> [Short exercise]: Reproduce the data exactly.

[Start of Data excerpts]

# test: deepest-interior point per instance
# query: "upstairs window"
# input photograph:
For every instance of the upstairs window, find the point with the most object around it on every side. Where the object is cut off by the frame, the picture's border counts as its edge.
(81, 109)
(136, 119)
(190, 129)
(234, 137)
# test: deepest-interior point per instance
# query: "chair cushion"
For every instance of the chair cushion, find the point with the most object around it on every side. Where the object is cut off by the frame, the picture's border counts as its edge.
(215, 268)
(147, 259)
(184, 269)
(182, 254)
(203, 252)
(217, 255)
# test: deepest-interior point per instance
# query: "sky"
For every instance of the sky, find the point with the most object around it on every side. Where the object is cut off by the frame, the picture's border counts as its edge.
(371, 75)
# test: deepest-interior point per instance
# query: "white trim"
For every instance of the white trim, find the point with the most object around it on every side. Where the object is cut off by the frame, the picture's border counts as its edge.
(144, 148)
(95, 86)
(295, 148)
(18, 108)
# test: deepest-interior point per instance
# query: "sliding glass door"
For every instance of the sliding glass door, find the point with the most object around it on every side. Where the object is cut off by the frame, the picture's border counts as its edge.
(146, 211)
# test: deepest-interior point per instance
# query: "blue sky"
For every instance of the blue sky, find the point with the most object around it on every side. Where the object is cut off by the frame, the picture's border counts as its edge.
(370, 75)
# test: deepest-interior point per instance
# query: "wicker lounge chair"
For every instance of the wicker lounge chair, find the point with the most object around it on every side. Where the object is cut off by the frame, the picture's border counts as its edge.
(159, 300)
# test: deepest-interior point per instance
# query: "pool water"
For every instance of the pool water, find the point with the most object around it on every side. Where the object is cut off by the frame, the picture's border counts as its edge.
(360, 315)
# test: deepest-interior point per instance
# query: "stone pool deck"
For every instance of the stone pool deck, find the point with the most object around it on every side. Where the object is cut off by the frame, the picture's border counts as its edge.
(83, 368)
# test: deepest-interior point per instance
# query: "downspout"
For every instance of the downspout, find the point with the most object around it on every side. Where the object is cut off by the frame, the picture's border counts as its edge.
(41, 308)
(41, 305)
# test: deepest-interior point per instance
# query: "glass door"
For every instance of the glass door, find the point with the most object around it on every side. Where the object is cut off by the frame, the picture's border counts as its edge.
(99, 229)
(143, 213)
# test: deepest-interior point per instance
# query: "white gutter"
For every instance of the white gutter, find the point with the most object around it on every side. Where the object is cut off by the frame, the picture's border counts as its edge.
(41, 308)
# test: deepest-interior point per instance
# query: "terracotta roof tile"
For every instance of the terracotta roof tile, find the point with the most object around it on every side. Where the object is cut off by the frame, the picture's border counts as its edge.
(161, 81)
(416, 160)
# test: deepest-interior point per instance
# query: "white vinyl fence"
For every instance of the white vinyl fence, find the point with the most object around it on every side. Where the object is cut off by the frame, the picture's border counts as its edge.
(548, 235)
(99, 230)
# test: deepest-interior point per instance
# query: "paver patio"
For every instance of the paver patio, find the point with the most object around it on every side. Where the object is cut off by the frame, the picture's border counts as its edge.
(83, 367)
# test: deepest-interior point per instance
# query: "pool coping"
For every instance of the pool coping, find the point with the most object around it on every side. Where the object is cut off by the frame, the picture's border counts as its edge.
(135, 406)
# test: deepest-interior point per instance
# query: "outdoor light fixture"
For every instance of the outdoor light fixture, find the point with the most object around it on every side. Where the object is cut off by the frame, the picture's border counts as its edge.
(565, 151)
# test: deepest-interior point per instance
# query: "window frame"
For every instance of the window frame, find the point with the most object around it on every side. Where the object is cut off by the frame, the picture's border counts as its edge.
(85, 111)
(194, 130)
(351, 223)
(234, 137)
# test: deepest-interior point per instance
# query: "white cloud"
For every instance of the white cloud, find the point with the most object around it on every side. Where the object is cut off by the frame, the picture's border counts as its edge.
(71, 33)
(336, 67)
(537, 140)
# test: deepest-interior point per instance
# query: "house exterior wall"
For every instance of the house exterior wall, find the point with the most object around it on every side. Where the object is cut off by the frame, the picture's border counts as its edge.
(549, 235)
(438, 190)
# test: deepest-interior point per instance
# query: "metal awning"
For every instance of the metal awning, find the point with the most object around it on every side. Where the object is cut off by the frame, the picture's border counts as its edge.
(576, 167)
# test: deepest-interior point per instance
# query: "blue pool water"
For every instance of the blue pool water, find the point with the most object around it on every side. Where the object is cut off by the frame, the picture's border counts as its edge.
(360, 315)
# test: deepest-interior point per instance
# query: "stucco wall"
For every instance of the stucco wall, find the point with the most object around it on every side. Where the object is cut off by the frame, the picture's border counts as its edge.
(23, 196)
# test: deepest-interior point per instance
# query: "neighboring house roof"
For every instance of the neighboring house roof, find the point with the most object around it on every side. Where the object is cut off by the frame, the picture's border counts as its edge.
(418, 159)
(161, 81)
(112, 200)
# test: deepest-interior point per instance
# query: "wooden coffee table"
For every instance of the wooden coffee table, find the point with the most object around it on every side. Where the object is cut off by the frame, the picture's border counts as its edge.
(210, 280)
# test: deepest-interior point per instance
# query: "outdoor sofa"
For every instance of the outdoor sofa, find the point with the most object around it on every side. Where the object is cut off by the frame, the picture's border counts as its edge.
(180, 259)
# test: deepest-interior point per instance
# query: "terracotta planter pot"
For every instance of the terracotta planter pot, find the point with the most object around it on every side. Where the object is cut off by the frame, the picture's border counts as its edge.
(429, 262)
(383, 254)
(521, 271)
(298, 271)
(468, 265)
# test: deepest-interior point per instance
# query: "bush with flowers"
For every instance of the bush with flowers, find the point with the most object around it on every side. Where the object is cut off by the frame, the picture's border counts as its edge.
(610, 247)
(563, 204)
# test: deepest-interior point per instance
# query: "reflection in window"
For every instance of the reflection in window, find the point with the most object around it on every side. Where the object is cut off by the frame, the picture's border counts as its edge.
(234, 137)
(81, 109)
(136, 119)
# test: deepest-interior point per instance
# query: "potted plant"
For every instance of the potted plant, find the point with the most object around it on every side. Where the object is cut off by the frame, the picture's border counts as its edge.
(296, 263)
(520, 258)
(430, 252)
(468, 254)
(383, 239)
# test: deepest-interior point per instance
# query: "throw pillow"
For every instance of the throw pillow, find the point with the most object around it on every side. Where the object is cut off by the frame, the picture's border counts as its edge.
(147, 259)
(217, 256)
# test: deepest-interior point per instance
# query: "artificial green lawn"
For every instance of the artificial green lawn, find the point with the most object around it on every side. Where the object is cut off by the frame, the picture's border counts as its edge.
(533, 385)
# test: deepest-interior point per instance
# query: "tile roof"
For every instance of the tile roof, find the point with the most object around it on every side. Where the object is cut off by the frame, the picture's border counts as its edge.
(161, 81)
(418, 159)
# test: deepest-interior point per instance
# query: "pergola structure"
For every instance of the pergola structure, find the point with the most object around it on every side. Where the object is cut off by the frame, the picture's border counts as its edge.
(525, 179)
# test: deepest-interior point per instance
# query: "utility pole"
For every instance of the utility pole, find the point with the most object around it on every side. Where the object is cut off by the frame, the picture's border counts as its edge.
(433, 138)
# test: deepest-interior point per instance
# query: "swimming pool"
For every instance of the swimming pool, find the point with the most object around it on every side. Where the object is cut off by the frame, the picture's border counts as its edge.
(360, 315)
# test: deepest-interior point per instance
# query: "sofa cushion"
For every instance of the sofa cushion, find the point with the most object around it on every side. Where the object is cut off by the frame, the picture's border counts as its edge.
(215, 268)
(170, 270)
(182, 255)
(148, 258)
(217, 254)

[End of Data excerpts]

> [Task result]:
# test: deepest-interior point per instance
# query: "upstairs window"
# input photograph:
For every instance of the upstairs window, find the point with the most object around it on every side. Where the object is cut off by the frame, the picture's border counts as its edge.
(81, 109)
(136, 119)
(190, 129)
(234, 137)
# test: deepest-interior point per instance
# query: "chair cushion"
For every instance of the chair cushion, find the point with the most object around it on every side. Where the object is cut off by the frame, the picture's border counts as its edge.
(215, 268)
(147, 259)
(184, 269)
(182, 254)
(203, 252)
(217, 255)
# test: deepest-interior point per instance
# query: "sky"
For every instance of the sky, find the point with the most object around it on every side. Where the object is cut off by the frame, the picture's border counts as its edge.
(371, 75)
# test: deepest-interior point per instance
# query: "white trim"
For every instance of the white trim, find the point with the most object around it on every side. Where the object is cut off by the frame, the picture's border counts as its edge.
(144, 148)
(95, 86)
(295, 148)
(18, 108)
# test: deepest-interior point per instance
# query: "sliding glass door"
For every instance of the sliding glass door, find the point with the most object around it on every side. Where the object is cut off by the frame, the picture's border counts as its edge.
(146, 211)
# test: deepest-interior point per instance
# query: "blue sky"
For every instance of the blue sky, find the point with the most object around it on every side. Where the object is cut off by the frame, the picture's border counts as its edge.
(370, 75)
# test: deepest-interior point per instance
# query: "wicker lounge chair"
For every instance of the wicker lounge chair, find the point with the most object around it on every side. Where the object is cut off by the frame, the picture's border counts as its edge.
(159, 300)
# test: deepest-interior point per instance
# query: "pool water"
For every instance of the pool water, find the point with the most object around it on every side. Where the object is cut off by the frame, the picture's border counts as its edge.
(360, 315)
# test: deepest-interior point per instance
# query: "stone pool deck"
For every instance of the stone pool deck, find the point with the most object around it on every side. Where the object is cut off by the frame, the picture's border counts as its edge.
(83, 368)
# test: deepest-interior point per instance
# query: "downspout"
For every instance of the downspout, find the point with the most object around it on every side. Where the object is cut off by the frame, the picture's border counts as its edge.
(41, 308)
(41, 305)
# test: deepest-interior point per instance
# query: "glass door"
For every instance of the glass door, find the point with the most object around it on every side. Where the object is cut off by the frame, the picture's border counts as its edge.
(99, 229)
(143, 213)
# test: deepest-interior point per instance
# query: "white gutter"
For every instance of the white gutter, find the point with the most object around it on every side. Where the object is cut off by the frame, the picture's border counts as its edge.
(41, 308)
# test: deepest-interior point per instance
# query: "terracotta roof tile"
For every instance of the terracotta roof tile, find the point with the most object around it on every side. Where the object is cut off by the frame, the picture's border counts as its edge.
(161, 81)
(416, 160)
# test: deepest-interior point per instance
# query: "white vinyl fence"
For every instance of the white vinyl fence, find the point with the most object around it on every side. Where the object is cut off by the frame, the picture's border counts as its edge.
(548, 235)
(99, 230)
# test: deepest-interior point per instance
# query: "paver patio"
For every instance of the paver patio, find the point with the most object around it on every side. Where the object is cut off by the frame, the picture's border counts as its edge.
(83, 367)
# test: deepest-interior point per instance
# query: "pool coping"
For every instance of the pool coping, find the point with the most object around it on every side. Where the object is cut off by the frame, the picture's border counts as its edge.
(135, 406)
# test: deepest-interior point per instance
# query: "outdoor light fixture"
For every instance of the outdoor light fixture, find the point with the most object around it on every side. Where the object is cut off by the frame, the picture's border counts as its edge.
(565, 151)
# test: deepest-interior point per instance
# query: "window frame"
For every instance of the window frame, find the point with the most object around it on every side. Where the object is cut off by the frame, the picture's border counts as its edge.
(85, 111)
(194, 130)
(351, 223)
(234, 137)
# test: deepest-interior point per instance
# query: "white cloud"
For every instance of the white cloud, find the point with the most object around it on every side. Where the object is cut off by the frame, the picture's border counts as its edge.
(71, 33)
(336, 67)
(537, 140)
# test: deepest-interior point per instance
# query: "house exterior wall"
For every instance of the house exterior wall, find the point with the most object around it on every side. Where the object is cut off by the frame, the picture's border counts as its edge.
(549, 235)
(438, 190)
# test: deepest-interior point per instance
# query: "metal awning"
For every instance of the metal awning, find the point with the most object around it on every side. Where the object is cut off by the frame, the picture's border counts as its edge.
(576, 167)
# test: deepest-interior point per instance
# query: "blue pool water"
For every instance of the blue pool water, find the point with the most object around it on every side. Where the object is cut off by the frame, the picture's border counts as its edge.
(360, 315)
# test: deepest-interior point per instance
# query: "stucco wall"
For every instance of the stucco wall, find the point with the most object around it on every side. Where the object is cut off by the frame, the picture's border counts as its edge.
(23, 196)
# test: deepest-interior point per instance
# query: "neighboring house roof"
For every instance of the neighboring house roof, find the point with the most object around it on every side. Where the object is cut off by the frame, the picture's border counts as its edge.
(418, 159)
(161, 81)
(112, 200)
# test: deepest-interior point per instance
# query: "wooden coffee table"
For every instance of the wooden coffee table, find the point with the most object around it on every side. Where the object is cut off by the frame, the picture's border counts as its edge.
(210, 280)
# test: deepest-interior point per instance
# query: "outdoor sofa"
For every instance of the outdoor sofa, find the point with the most object around it on every side. Where the object is cut off by the frame, the picture's border counts as its edge.
(180, 259)
# test: deepest-interior point per instance
# query: "terracotta planter pot"
For every instance of the terracotta planter pot, find the point with the most object around it on every side. Where the object is cut off by the frame, the picture's border counts as its edge.
(429, 262)
(383, 254)
(521, 271)
(298, 271)
(468, 265)
# test: deepest-interior point per instance
# query: "bush with flowers"
For every instance of the bush with flowers, find the point with the most object around it on every side. Where the object is cut off by the frame, the picture's border counts as its edge.
(610, 247)
(563, 204)
# test: deepest-interior point per instance
# query: "reflection in window"
For every instance of the reflection in window, find the point with the most object around it on every side. Where the object is cut off by the frame, the picture's border counts as its edge.
(234, 137)
(81, 109)
(136, 119)
# test: deepest-interior point per instance
# query: "potted plant"
For every instance of the potted plant, find the point with the most object around it on every side. Where the object is cut off by the frame, the picture's border counts as its edge.
(296, 263)
(520, 258)
(430, 252)
(468, 254)
(383, 239)
# test: deepest-interior point per instance
# query: "throw pillow"
For every instance of the throw pillow, find the point with the most object around it on every side. Where the object is cut off by the frame, the picture's border counts as its edge.
(147, 259)
(217, 256)
# test: deepest-interior point per instance
# query: "artificial green lawn"
For every instance of the artificial green lawn, find the point with the most object around it on every side. Where the object is cut off by the frame, the picture's border counts as its edge.
(533, 385)
# test: deepest-interior point per instance
# query: "tile roof"
For every instance of the tile roof, find the point with the most object around it on every side. Where the object is cut off by the frame, the picture's border counts as its edge.
(161, 81)
(418, 159)
# test: deepest-interior point per instance
# query: "pergola structure"
For every instance of the pergola structure, find the point with the most object around it on every side. Where the object is cut off by the frame, the picture's border counts as its edge.
(525, 179)
# test: deepest-interior point per instance
# query: "utility pole"
For every instance of the utility pole, find the point with the most object around it on every side. Where the object is cut off by the frame, the picture's border counts as its edge.
(433, 138)
# test: deepest-interior point per instance
# query: "swimming pool"
For every instance of the swimming pool, find the point with the most object around it on every side. Where the object is cut off by the frame, the picture's border counts as its edge.
(360, 315)
# test: deepest-interior point per instance
# query: "sofa cushion"
For every instance of the sofa cushion, find the point with the most object around it on every side. Where the object is cut off by the frame, the picture's border counts as its edge.
(215, 268)
(170, 270)
(182, 255)
(148, 258)
(217, 254)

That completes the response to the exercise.